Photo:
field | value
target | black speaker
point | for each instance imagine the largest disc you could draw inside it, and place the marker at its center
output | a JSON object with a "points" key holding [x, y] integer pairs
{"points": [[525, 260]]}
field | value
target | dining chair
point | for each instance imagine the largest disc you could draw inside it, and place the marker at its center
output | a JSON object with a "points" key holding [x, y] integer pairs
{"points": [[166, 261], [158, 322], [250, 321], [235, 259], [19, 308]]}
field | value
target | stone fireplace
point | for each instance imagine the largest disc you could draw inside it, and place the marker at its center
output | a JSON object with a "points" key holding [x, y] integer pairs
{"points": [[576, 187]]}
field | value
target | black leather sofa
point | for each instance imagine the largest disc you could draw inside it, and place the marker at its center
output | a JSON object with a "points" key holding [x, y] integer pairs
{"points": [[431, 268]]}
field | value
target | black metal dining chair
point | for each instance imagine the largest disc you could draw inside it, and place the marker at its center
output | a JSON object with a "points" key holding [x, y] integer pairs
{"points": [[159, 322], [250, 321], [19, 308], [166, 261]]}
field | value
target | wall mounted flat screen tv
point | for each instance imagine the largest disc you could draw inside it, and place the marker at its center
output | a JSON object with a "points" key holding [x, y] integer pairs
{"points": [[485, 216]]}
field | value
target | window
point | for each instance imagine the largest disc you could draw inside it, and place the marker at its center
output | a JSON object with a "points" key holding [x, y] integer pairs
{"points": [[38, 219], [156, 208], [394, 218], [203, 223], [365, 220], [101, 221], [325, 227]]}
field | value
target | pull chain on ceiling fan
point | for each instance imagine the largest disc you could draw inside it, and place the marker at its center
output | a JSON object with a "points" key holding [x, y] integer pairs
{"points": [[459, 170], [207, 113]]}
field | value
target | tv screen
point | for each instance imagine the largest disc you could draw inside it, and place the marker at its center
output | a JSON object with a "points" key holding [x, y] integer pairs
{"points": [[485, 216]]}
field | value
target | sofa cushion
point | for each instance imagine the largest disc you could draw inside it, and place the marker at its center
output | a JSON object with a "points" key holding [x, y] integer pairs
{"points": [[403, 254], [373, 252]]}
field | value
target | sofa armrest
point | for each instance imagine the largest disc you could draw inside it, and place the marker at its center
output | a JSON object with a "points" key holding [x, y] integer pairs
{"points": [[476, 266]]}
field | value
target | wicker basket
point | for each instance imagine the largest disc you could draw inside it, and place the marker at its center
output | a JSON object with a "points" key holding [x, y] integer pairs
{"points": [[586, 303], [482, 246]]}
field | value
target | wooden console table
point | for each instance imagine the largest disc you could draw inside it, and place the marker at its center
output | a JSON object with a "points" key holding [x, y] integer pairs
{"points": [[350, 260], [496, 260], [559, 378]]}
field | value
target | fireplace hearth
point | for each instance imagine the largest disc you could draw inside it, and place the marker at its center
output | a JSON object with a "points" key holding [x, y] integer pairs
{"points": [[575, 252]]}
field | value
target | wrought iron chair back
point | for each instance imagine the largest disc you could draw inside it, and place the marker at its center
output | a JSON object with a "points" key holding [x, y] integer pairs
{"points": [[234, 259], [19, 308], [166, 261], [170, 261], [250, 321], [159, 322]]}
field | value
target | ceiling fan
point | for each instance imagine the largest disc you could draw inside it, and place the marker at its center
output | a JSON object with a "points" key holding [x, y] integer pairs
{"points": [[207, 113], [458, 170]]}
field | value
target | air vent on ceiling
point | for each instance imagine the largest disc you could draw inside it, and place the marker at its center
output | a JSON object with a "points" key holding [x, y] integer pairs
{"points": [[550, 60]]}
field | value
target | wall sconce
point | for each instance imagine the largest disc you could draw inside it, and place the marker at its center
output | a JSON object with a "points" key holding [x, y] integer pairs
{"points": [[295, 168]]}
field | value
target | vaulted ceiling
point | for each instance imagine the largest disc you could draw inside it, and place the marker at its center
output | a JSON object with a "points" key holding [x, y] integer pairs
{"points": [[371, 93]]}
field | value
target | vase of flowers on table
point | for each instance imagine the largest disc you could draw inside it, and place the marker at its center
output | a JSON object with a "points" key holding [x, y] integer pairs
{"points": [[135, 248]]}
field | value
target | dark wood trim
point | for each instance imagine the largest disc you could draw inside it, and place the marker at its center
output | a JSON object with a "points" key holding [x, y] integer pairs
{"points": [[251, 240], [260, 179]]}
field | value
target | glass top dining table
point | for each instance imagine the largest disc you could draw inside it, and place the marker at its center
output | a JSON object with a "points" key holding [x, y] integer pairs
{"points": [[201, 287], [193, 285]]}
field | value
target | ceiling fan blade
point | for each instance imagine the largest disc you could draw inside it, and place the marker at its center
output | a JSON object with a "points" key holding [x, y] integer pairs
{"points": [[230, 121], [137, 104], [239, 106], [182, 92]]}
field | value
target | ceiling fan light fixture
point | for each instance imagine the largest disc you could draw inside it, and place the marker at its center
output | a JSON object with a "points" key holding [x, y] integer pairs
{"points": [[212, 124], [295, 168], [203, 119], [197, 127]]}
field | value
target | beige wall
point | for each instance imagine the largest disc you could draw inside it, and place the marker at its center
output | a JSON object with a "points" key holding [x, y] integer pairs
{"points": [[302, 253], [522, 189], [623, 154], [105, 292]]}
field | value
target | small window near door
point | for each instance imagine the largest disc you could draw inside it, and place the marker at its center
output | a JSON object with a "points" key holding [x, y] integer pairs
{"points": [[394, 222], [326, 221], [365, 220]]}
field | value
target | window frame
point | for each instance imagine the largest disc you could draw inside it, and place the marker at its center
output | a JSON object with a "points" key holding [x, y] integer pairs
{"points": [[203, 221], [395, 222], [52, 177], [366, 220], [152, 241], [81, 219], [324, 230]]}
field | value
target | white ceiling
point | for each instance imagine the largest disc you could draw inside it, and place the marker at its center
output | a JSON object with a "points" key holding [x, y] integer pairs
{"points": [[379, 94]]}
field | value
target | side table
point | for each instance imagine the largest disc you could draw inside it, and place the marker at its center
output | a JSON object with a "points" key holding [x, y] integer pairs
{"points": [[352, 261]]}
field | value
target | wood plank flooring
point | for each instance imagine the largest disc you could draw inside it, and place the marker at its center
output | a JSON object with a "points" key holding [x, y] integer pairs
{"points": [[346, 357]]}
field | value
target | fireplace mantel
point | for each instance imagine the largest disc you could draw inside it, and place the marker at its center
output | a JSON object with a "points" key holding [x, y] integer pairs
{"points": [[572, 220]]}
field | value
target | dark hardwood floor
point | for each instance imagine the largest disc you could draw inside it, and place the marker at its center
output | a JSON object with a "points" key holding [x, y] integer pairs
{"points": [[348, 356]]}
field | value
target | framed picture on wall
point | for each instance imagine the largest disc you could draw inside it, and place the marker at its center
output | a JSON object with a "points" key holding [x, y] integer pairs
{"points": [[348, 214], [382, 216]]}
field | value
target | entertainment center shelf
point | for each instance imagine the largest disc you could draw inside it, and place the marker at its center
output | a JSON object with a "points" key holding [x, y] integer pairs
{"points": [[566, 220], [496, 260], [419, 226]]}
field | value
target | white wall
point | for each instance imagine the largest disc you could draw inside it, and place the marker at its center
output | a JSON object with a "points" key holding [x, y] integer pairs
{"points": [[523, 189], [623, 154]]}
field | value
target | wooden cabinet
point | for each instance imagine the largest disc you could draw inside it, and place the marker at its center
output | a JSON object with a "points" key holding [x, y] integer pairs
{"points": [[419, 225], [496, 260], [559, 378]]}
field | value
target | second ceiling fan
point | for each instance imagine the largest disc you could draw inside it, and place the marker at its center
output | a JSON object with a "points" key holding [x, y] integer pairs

· · · · · · ·

## [ACTIVITY]
Copy out each line of the entries where the word "window" is found.

## [TASK RESPONSE]
target | window
target | small window near door
target | window frame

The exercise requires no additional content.